--- Task ---
Please copy out the lines in the entries that contain "building".

---+---

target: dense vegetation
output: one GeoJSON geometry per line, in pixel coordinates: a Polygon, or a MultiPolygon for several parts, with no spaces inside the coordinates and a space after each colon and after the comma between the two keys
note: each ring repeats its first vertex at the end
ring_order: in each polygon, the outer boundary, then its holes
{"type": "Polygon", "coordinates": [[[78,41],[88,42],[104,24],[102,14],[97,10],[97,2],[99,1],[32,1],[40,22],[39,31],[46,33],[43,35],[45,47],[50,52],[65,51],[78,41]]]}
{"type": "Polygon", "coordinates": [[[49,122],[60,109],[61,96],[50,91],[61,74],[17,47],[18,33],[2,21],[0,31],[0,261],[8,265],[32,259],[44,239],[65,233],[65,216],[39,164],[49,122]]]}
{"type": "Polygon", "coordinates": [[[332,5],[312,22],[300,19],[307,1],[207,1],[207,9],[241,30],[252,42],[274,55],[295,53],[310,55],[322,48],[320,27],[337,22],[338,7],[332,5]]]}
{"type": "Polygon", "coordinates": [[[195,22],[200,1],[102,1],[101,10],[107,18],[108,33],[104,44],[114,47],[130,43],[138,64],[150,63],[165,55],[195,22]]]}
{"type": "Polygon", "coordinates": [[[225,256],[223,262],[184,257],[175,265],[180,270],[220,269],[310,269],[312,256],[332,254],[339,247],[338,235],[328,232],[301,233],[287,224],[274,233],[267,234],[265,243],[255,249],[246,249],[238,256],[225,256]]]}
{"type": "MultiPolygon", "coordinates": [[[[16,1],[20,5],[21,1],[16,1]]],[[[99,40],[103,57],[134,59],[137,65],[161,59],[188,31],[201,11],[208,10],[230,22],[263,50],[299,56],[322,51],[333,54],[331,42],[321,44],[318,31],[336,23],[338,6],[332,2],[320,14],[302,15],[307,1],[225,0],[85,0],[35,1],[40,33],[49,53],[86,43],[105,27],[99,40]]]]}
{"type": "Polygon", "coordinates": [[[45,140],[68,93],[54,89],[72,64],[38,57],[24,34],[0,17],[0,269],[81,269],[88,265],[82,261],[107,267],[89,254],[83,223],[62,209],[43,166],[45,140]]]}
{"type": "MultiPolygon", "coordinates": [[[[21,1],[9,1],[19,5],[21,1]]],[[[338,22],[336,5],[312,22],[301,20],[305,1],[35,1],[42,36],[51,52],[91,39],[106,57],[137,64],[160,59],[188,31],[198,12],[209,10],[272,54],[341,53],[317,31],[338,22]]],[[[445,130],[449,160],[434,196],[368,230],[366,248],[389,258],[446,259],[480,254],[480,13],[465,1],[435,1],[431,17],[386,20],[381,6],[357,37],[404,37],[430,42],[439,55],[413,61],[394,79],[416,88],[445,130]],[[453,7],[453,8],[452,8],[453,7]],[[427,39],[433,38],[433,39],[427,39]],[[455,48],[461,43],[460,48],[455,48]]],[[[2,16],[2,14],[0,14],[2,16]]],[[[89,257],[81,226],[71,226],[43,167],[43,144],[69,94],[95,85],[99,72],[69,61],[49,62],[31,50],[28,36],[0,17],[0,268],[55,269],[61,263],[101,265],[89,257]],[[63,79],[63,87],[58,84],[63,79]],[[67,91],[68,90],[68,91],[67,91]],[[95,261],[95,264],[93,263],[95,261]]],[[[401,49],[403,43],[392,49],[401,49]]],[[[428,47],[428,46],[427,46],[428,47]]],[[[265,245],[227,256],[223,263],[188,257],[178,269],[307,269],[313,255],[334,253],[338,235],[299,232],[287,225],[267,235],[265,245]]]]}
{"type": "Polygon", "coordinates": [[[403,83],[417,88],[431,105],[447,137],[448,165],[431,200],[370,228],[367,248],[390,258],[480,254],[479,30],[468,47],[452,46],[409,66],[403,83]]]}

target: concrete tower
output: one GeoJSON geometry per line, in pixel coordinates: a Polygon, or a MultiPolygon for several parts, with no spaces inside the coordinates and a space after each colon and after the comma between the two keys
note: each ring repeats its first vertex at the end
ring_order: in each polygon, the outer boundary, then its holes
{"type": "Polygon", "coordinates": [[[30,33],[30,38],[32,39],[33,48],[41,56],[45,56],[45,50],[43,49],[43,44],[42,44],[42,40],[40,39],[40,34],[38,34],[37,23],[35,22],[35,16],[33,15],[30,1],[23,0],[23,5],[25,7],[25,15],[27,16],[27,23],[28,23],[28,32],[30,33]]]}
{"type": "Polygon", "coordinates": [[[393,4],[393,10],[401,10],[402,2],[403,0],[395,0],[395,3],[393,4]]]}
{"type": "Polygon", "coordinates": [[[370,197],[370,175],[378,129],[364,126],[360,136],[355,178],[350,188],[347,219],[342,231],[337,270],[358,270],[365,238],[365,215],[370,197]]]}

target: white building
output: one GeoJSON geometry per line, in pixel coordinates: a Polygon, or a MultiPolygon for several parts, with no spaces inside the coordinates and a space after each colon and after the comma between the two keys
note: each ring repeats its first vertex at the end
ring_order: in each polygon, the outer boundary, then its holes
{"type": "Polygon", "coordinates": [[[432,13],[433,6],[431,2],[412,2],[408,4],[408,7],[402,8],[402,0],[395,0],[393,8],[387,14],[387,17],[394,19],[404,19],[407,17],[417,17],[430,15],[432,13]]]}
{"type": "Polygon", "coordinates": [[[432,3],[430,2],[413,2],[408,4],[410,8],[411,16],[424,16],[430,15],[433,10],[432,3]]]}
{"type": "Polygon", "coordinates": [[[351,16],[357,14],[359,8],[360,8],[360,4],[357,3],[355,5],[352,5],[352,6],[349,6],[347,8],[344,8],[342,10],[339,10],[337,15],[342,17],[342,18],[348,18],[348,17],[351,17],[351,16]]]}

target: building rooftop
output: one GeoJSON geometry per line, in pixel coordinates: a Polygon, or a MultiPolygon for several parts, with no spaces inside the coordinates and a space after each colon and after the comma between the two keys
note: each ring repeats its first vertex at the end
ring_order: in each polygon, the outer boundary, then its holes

---+---

--- Response to the task ---
target: white building
target: building rooftop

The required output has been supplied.